*TRECHO FORNECIDO*.

Recepção: 23 Setembro 2016
Aprovação: 11 Outubro 2016
Este trabalho apresenta aspectos históricos de ordem econômica, política e social concernentes ao contexto latino-americano que de certa forma nos deixam visualizar as contribuições que deram para a conformação de certos paradigmas na educação e, ao mesmo tempo, para a emergência de novas configurações educacionais.
Considera-se pertinente estabelecer um diálogo entre a educação popular, enquanto uma prática político-pedagógica emergente no continente em foco e a questão social, compreendida aqui enquanto o conjunto de desigualdades (e resistências) que se instauram com a consolidação (e permanência) do modo de produção capitalista. Também, acredita-se que estudar o contexto social, econômico e político da América Latina é olhar para nossa história de tal forma que permita um melhor entendimento dos motivos que configuraram certas práticas educacionais, as dificuldades em romper com certa cultura política subalternizante e com processos históricos que mantém latentes as desigualdades sociais e, sobretudo, a necessidade de se pensar em uma outra racionalidade educacional indo além de uma racionalidade instrumental, dentro dos parâmetros de uma racionalidade emancipatória, capaz de contemplar as particularidades de nossa realidade social, econômica, política e cultural e não reproduzir modelos/padrões internacionais.

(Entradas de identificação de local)
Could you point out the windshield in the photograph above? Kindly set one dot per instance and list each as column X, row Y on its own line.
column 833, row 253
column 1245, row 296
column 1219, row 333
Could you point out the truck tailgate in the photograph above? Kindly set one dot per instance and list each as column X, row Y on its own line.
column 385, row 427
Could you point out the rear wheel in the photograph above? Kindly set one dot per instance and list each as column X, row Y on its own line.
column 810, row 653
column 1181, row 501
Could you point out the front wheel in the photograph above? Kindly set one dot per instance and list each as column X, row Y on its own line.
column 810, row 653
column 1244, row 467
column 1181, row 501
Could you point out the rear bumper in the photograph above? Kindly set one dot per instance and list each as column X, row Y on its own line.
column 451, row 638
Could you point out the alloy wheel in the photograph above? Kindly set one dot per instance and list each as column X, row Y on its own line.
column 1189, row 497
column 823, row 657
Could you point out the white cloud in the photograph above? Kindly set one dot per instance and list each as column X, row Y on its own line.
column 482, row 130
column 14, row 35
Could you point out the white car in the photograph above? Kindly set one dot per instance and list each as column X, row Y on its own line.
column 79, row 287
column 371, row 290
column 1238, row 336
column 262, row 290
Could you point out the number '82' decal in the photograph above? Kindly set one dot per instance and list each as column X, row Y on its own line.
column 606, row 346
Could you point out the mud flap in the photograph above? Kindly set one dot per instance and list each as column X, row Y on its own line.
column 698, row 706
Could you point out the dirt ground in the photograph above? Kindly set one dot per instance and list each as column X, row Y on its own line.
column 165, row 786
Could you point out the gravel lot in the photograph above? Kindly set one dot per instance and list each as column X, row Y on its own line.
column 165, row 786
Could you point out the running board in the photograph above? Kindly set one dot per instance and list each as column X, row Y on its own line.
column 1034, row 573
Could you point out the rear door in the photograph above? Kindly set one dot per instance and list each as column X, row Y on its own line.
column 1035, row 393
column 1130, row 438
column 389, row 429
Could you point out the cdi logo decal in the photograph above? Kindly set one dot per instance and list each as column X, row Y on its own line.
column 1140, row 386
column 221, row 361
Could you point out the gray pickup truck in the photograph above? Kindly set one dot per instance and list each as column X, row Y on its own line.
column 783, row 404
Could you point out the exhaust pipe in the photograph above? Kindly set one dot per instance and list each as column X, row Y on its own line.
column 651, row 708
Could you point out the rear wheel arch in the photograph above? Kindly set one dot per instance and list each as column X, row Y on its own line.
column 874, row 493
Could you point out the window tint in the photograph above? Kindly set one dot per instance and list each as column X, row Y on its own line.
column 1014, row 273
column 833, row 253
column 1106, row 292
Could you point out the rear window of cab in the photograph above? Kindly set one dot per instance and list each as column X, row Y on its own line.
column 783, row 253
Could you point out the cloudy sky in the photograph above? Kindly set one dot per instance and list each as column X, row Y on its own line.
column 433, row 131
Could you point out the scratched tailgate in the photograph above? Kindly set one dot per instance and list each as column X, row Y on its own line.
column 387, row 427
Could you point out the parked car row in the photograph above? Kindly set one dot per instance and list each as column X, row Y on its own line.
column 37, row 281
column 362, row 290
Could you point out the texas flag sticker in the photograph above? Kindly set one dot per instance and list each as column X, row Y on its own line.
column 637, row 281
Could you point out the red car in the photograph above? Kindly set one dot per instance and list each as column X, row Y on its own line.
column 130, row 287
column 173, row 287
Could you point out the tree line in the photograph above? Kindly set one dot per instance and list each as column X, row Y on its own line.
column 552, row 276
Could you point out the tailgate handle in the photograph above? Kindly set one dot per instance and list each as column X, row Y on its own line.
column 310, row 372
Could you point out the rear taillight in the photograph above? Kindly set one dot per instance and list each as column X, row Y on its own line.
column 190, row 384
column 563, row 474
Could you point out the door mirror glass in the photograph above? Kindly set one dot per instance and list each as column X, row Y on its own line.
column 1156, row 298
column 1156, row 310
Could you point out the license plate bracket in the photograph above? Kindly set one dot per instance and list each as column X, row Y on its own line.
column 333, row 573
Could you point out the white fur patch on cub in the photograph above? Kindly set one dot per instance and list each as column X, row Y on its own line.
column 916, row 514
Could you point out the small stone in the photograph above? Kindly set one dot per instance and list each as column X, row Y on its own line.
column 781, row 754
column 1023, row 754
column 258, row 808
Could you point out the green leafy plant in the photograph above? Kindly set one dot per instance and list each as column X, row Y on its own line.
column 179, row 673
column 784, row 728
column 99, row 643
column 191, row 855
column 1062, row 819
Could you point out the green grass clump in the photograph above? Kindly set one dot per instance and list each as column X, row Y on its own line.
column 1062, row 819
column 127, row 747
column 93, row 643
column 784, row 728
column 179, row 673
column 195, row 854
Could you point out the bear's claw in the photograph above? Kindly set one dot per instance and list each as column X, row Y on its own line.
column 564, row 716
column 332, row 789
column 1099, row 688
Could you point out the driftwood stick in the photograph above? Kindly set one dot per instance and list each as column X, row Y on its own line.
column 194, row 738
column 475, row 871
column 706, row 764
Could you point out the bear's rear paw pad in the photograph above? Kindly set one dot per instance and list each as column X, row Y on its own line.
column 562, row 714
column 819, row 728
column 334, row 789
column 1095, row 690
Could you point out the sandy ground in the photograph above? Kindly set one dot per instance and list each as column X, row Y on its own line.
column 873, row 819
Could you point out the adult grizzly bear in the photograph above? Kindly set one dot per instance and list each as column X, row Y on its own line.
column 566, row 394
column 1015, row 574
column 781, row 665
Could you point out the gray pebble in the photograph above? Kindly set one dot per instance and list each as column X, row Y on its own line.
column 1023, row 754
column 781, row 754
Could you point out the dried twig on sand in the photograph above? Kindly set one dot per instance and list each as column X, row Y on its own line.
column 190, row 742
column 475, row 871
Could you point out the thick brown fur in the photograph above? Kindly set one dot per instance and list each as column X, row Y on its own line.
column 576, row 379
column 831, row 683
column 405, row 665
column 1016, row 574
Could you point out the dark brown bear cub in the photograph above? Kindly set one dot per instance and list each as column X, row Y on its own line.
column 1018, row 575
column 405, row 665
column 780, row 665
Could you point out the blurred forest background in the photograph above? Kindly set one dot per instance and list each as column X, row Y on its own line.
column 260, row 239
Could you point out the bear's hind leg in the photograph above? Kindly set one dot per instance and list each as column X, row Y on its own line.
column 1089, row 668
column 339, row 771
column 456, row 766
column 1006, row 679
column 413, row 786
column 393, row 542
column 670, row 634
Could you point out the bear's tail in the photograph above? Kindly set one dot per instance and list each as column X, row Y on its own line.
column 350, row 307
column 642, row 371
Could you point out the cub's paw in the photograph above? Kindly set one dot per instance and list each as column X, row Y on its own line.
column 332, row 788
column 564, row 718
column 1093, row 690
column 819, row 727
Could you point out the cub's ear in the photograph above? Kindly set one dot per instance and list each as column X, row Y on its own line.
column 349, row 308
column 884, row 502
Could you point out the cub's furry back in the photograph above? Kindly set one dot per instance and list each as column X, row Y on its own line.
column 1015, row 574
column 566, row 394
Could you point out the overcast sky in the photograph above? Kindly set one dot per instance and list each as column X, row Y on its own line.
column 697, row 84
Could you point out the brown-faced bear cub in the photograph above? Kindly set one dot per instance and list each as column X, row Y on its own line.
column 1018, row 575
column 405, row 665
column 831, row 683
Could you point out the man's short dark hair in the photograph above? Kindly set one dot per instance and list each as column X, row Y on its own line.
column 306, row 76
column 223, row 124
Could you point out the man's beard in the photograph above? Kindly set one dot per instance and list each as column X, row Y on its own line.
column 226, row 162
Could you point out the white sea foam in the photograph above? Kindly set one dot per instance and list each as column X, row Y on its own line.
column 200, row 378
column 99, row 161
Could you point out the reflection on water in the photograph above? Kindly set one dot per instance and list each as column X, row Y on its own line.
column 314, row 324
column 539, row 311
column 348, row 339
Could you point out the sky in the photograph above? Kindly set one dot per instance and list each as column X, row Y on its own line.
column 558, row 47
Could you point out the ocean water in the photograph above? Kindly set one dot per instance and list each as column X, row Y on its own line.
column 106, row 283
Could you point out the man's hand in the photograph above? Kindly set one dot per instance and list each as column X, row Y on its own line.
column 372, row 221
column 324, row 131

*REQUISITOS DAS TAREFAS*.
A. Responda às perguntas a seguir sobre o trecho acerca da educação popular na América Latina. Marque cada resposta com o mesmo número da pergunta.
(i) Em que data o trecho registra a aprovação?
(ii) Como o trecho define a questão social?
(iii) Segundo o trecho, além de qual racionalidade é preciso ir ao pensar em uma outra racionalidade educacional?
B. Dê continuidade ao texto sobre educação popular na América Latina a partir da última frase apresentada.

*RESPOSTAS EM ORDEM*.
A.
(i) 11 de outubro de 2016.
(ii) Como o conjunto de desigualdades (e resistências) que se instauram com a consolidação (e permanência) do modo de produção capitalista.
(iii) Além de uma racionalidade instrumental.

B.
O contexto latino americano é um cenário importante para situar a gênese dos movimentos de educação popular e, sem dúvida, identifica-se que o referencial teórico desta pode fornecer possibilidades para a tomada de consciência, emancipação e libertação, aspectos tão caros ao povo latino que clama por uma realidade que contemple suas singularidades.
O texto foi organizado da seguinte maneira: em um primeiro item apresenta-se algumas considerações contextuais referentes à América Latina. Na sequência buscou-se efetuar reflexões sobre a educação neste cenário, evidenciando alguns dos principais modelos de desenvolvimento educacional observados ao longo da história. Avançando, o trabalho apresenta a educação popular como movimento emergente a partir da década de 60, num período de efervescência dos movimentos sociais, sendo que desde então o embasamento teórico das práticas de educação popular ganha grandes repercussões com as formulações de Paulo Freire.
O percurso metodológico utilizado para a construção do trabalho é a revisão bibliográfica e a perspectiva teórica norteadora do estudo é a histórico-crítica.
Espera-se contribuir para, entre outros aspectos, melhor compreender e situar a emergência da educação popular nesse cenário, problematizando seu potencial de desvelamento e enfrentamento das expressões da “questão social” aqui materializadas, sem, contudo, encerrar o debate a respeito.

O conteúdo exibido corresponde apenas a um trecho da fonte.